• INSTRUCTIONS TO FOLLOW:
Type the entries again, word for word.

• MATERIAL SHOWN:
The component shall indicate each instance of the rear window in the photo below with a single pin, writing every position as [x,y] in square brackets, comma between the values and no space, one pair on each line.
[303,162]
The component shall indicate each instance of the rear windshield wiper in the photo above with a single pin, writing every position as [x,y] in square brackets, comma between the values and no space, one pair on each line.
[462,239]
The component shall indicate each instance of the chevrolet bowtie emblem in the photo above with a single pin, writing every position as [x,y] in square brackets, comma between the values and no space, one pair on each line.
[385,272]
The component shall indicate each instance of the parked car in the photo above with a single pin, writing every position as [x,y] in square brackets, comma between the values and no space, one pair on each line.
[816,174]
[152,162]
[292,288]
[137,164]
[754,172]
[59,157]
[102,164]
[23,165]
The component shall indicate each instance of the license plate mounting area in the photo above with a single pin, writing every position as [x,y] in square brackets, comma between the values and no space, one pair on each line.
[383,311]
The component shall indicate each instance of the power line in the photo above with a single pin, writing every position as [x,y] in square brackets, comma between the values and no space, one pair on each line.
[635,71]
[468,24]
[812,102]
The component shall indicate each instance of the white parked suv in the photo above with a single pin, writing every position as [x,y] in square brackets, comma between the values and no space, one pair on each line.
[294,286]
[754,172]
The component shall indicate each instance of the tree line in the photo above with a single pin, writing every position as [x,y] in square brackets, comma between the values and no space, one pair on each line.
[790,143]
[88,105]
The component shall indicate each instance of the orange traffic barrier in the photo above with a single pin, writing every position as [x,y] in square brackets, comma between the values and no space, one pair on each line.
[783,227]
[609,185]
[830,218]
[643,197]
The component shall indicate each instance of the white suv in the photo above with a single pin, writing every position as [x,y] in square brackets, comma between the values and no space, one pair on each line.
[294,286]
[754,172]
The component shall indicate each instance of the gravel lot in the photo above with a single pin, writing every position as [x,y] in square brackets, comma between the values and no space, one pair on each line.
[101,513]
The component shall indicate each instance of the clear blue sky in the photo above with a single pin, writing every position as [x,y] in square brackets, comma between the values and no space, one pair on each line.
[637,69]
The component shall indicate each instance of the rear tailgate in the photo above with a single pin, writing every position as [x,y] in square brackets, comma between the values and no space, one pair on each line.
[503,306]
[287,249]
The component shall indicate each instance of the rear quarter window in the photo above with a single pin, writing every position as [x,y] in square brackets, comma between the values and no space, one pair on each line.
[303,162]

• ANSWER AREA:
The component shall indicate each instance of the rear window in the photo below with a single pin, writing every position as [x,y] in square brackets, comma between the values and no space, one pair on each line.
[303,162]
The component shall indicate each instance of the rear windshield wiper in the photo above with a single pin, writing every position as [x,y] in square brackets, comma between the values and no space, one pair on each line.
[462,239]
The component shall indicate each instance of the chevrolet bowtie emblem in the photo above with a single pin, writing every position as [x,y] in square brackets, comma between the values and no space, one pair on each line.
[385,272]
The component shall indicate each instance of the parked car in the photo above with a single pin, writing every position as [x,y] in square brackets, comma between the values and no space, one pair on each line.
[816,174]
[152,162]
[292,288]
[137,164]
[754,172]
[59,157]
[102,164]
[23,165]
The component shall indicate each instance of the license plate mounting area in the photo above with a single pin, writing every position as [x,y] in square brackets, comma between the values and no space, one pair on each line.
[383,311]
The component shall indicate each instance of the power line in the photo above with a single pin, writing every position as [x,y] in square brackets, comma between the values and no space, one pair on each line.
[635,71]
[468,24]
[812,102]
The component shall indicate each instance of the white parked suv in the photo above with a single pin, writing every position as [x,y] in square brackets, comma between the values and no space, one pair on each line.
[294,286]
[754,172]
The component shall indicate each instance of the tree line in the photo above with a single pin, writing every position as [x,y] in square brackets, comma between the values and no space, one pair on each line.
[790,143]
[88,105]
The component shall indicate each instance of the orange traffic barrier in the photo above with a single pin, writing every position as [x,y] in square brackets, comma between the values and no space, one pair on each line.
[783,227]
[609,185]
[830,218]
[643,197]
The component shall indicate each instance of the white suv in the photo above with a single pin, writing every position as [x,y] in square brackets, comma between the values and no space, one pair on each line.
[294,286]
[754,172]
The component shall indicate each instance of the gravel lot in the photo above with a single pin, writing every position as [x,y] in square brackets, comma between the values and no space, one pair on each line.
[101,513]
The component shall indicate each instance of the clear blue sky in the photo above with a single pin, writing every position as [x,y] in square brackets, comma between the values and no space, one pair on each line.
[637,69]
The component shall indicate each instance of the rear tailgate in the photo above with a single pin, writing every position as [x,y] in square brackets, comma between the values and no space, one pair on each line.
[503,306]
[287,249]
The component shall indicate each instance of the rear quarter window in the photo above with a single pin, writing every position as [x,y] in square brackets, comma between the values and no space, one pair on each line.
[303,162]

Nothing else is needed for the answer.